* _What is expected_
Only the lines from the line holding "Sports-analytics tagging: mark the turbulent" through the final line of the entries below are to be returned, exactly as they stand.
+-------+
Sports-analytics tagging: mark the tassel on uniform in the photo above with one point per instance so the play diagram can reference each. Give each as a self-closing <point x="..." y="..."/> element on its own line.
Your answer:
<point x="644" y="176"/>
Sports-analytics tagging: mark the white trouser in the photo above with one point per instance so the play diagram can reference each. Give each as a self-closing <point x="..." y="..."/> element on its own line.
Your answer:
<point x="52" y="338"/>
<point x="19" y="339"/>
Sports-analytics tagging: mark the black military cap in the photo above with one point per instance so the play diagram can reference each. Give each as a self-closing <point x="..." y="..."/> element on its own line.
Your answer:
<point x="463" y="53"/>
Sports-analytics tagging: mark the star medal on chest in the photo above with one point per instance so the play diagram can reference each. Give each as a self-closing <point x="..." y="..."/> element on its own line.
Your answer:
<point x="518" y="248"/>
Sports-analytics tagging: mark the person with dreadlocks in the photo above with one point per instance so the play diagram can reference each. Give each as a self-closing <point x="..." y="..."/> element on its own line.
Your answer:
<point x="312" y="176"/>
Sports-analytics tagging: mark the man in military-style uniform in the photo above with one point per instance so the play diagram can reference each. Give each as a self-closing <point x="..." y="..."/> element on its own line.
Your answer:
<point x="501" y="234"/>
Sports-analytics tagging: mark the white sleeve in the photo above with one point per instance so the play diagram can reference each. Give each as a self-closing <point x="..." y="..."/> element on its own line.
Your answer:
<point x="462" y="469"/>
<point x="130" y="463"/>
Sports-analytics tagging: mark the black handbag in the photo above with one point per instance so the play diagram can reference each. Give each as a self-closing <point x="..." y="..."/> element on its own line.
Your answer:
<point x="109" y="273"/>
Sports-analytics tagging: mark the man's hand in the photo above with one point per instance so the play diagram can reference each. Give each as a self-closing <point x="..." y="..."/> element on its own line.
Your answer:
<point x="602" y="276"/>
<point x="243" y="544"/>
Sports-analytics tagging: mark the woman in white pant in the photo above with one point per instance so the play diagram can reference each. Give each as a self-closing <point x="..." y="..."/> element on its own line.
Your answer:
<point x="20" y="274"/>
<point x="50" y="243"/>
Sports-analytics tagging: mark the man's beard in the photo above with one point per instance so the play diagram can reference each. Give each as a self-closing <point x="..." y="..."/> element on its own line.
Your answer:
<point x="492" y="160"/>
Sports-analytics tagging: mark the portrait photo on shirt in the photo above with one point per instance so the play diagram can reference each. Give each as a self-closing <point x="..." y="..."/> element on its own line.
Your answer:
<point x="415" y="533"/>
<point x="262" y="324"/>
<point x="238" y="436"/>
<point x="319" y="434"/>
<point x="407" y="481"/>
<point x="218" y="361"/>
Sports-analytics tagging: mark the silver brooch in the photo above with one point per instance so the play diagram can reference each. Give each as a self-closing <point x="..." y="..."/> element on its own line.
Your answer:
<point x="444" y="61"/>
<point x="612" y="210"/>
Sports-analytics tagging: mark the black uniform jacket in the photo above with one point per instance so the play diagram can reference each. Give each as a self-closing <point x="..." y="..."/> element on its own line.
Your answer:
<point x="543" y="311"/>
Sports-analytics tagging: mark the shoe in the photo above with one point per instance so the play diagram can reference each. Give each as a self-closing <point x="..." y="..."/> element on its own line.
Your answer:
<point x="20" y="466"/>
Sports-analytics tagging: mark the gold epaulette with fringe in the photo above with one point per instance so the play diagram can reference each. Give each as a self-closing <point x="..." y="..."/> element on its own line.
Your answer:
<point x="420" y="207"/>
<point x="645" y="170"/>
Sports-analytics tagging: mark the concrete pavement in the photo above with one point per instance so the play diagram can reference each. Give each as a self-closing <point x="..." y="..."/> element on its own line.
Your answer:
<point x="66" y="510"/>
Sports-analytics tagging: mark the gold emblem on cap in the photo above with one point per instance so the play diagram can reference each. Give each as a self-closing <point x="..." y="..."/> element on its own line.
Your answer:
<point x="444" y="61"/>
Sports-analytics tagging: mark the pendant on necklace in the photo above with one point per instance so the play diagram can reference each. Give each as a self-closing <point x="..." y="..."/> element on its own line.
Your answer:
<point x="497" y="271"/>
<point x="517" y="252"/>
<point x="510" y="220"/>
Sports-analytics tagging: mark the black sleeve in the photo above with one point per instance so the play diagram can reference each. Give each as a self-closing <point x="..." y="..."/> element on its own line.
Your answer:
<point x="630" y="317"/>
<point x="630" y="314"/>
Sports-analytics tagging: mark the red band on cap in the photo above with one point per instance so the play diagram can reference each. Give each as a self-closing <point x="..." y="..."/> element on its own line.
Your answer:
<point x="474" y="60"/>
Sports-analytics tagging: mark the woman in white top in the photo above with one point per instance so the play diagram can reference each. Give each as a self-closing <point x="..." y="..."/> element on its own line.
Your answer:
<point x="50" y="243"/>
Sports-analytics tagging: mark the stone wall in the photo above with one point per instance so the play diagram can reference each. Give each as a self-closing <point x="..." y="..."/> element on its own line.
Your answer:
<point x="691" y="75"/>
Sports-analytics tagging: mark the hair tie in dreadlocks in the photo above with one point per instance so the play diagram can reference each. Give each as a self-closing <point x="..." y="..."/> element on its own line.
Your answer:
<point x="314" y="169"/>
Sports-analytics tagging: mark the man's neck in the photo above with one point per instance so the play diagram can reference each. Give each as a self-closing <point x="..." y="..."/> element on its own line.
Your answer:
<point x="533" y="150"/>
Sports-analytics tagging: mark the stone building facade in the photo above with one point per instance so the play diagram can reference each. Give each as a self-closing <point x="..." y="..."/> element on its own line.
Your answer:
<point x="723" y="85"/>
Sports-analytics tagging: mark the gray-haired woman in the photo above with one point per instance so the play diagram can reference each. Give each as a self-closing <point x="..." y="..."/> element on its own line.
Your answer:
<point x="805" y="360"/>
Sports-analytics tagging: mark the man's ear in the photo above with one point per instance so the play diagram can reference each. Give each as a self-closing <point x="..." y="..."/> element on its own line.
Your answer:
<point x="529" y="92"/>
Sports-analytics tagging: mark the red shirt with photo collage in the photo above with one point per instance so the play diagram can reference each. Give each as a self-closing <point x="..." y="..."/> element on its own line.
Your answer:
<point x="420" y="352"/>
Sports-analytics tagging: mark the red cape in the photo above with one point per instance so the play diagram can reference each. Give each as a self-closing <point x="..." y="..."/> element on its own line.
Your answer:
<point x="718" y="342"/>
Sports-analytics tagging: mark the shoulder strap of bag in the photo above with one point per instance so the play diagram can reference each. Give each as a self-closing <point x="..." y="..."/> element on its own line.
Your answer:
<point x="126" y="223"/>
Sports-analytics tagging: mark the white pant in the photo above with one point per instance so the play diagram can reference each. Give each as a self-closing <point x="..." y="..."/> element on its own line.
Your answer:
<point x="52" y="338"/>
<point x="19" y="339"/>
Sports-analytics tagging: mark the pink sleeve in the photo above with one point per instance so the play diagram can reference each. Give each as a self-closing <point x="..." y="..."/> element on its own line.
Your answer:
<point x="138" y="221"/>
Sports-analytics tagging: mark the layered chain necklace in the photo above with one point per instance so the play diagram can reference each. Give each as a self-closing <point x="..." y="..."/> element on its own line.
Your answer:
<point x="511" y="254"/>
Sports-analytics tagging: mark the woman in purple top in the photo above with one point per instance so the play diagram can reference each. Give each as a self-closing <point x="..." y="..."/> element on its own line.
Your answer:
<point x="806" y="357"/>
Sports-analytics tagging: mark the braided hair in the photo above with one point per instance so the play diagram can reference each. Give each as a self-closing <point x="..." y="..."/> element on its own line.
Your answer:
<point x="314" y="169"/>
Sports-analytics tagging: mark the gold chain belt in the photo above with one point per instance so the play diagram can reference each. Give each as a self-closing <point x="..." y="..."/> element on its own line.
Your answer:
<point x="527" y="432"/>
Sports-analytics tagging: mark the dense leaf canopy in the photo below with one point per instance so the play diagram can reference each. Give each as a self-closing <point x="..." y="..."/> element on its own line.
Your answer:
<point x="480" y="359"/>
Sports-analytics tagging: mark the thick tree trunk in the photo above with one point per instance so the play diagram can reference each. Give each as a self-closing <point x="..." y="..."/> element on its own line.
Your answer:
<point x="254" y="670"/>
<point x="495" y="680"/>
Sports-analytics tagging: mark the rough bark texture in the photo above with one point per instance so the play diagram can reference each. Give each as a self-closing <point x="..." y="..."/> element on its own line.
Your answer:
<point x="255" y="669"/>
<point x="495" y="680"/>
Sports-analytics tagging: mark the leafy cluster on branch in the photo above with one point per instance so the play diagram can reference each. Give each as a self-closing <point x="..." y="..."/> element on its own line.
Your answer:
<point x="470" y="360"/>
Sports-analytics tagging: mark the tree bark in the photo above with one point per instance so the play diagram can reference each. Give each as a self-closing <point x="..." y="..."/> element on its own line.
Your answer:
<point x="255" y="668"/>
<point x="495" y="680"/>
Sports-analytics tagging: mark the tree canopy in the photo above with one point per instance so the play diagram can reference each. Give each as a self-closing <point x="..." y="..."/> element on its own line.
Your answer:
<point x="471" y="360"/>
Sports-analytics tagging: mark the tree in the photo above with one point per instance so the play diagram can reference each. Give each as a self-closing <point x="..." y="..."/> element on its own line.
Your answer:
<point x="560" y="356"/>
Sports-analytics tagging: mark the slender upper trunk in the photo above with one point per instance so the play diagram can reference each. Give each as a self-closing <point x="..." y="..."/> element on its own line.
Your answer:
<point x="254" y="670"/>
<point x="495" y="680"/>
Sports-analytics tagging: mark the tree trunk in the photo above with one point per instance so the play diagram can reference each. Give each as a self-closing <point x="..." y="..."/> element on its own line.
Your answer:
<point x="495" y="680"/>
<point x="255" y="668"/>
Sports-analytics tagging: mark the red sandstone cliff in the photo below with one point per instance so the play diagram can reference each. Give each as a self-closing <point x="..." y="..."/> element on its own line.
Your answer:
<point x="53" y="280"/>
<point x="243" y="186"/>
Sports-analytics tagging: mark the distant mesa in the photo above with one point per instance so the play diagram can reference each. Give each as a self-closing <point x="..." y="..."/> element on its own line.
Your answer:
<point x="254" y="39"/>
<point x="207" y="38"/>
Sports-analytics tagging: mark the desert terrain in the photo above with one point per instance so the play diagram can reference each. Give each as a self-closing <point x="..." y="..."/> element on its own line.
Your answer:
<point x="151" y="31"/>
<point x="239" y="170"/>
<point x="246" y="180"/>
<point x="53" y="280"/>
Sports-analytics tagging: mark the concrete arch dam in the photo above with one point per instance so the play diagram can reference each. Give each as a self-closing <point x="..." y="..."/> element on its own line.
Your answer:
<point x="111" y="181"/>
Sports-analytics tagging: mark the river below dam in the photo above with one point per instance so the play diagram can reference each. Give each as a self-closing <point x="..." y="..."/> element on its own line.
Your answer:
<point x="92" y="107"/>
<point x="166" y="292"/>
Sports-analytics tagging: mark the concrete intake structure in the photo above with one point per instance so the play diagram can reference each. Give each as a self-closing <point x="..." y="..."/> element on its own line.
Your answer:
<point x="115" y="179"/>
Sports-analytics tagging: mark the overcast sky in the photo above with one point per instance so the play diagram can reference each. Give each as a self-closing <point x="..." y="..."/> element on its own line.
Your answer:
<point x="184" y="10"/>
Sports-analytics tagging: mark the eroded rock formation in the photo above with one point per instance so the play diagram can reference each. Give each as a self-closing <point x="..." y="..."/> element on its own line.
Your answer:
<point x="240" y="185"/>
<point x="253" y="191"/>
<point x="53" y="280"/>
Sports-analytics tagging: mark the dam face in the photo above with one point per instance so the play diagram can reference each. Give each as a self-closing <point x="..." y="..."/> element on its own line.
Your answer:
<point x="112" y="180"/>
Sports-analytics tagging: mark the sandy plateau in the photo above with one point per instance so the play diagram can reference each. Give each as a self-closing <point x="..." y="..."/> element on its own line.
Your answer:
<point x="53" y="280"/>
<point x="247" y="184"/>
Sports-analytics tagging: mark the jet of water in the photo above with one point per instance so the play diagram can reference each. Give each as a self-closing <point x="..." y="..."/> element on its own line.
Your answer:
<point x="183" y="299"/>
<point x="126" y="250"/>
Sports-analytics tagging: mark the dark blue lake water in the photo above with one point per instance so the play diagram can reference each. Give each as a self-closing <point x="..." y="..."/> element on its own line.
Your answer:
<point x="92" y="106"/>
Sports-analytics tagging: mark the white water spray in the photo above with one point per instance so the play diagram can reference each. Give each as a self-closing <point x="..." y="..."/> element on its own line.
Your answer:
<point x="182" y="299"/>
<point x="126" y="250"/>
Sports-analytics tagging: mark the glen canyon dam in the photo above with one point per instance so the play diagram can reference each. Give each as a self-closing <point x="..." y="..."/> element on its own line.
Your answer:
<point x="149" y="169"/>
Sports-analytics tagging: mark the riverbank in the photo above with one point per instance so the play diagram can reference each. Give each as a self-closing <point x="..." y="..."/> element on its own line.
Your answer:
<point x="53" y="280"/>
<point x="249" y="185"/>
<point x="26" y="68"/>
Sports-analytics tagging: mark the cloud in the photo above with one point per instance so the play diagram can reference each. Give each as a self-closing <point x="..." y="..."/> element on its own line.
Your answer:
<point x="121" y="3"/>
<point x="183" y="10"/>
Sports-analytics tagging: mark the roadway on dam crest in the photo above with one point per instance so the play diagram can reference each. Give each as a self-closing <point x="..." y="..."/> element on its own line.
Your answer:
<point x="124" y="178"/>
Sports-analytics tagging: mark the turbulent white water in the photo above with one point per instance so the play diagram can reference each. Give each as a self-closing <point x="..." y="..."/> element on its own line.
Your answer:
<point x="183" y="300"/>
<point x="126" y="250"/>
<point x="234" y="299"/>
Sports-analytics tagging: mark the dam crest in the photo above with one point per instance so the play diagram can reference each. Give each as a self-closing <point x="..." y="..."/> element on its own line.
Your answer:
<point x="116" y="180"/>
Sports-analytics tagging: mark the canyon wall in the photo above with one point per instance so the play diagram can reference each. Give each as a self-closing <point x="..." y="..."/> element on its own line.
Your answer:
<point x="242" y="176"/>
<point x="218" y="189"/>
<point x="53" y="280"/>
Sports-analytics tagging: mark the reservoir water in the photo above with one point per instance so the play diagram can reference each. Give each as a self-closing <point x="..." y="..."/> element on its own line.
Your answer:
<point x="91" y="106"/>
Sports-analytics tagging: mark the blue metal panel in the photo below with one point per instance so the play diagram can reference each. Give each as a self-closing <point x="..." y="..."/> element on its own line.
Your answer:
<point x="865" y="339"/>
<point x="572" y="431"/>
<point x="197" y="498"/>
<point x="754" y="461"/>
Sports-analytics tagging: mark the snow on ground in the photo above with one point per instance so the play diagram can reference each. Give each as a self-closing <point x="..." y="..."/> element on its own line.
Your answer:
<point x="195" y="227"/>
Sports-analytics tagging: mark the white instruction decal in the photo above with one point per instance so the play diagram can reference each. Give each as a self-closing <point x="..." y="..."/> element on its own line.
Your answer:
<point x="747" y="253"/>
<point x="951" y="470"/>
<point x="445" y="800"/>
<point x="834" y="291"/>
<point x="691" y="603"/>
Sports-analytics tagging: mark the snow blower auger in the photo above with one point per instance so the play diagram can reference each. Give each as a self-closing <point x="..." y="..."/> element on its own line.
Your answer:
+-------+
* _Task output_
Sports-analytics tagging: mark the turbulent white water in the photo above with one point per instance so the play diagram can reference each. Give each as a self-closing <point x="..." y="..."/> element on its own line.
Your answer:
<point x="183" y="300"/>
<point x="126" y="250"/>
<point x="234" y="299"/>
Sports-analytics tagging: mark the dam crest in the photo above with one point per instance so the play diagram can reference each. Give each as a self-closing <point x="..." y="..."/> element on its own line.
Your answer:
<point x="116" y="180"/>
Sports-analytics tagging: mark the canyon wall in the photo above with one point per instance so the play diagram can reference each. Give each as a self-closing <point x="..." y="..."/> element on its own line.
Your answer:
<point x="242" y="176"/>
<point x="218" y="189"/>
<point x="53" y="280"/>
Sports-analytics tagging: mark the reservoir water in the photo above with one point per instance so the play diagram can reference each. Give each as a self-closing <point x="..." y="..."/> element on its own line.
Your answer:
<point x="91" y="106"/>
Sports-analytics tagging: mark the blue metal panel in the photo below with one point per instance so the play diagram can reference each. Give each as a self-closing <point x="..." y="..."/> element on its own line.
Your answer:
<point x="865" y="339"/>
<point x="572" y="431"/>
<point x="197" y="498"/>
<point x="754" y="461"/>
Sports-analytics tagging: mark the snow on ground in the photo above with one point per instance so the play diagram can reference each. Give each as a self-closing <point x="..." y="..."/> element on its own line.
Your answer:
<point x="195" y="227"/>
Sports-analytics tagging: mark the white instruction decal in the photo above with one point per instance so the play diagram can reference each. Give each as a self-closing <point x="..." y="..."/> element on its own line.
Your answer:
<point x="747" y="253"/>
<point x="951" y="470"/>
<point x="445" y="800"/>
<point x="834" y="291"/>
<point x="691" y="603"/>
Sports-analytics tagging: mark the snow blower auger in the photo above with one point per instance so the play diagram can reference each. Give each as a self-closing <point x="..." y="..."/> element on its own line.
Your answer:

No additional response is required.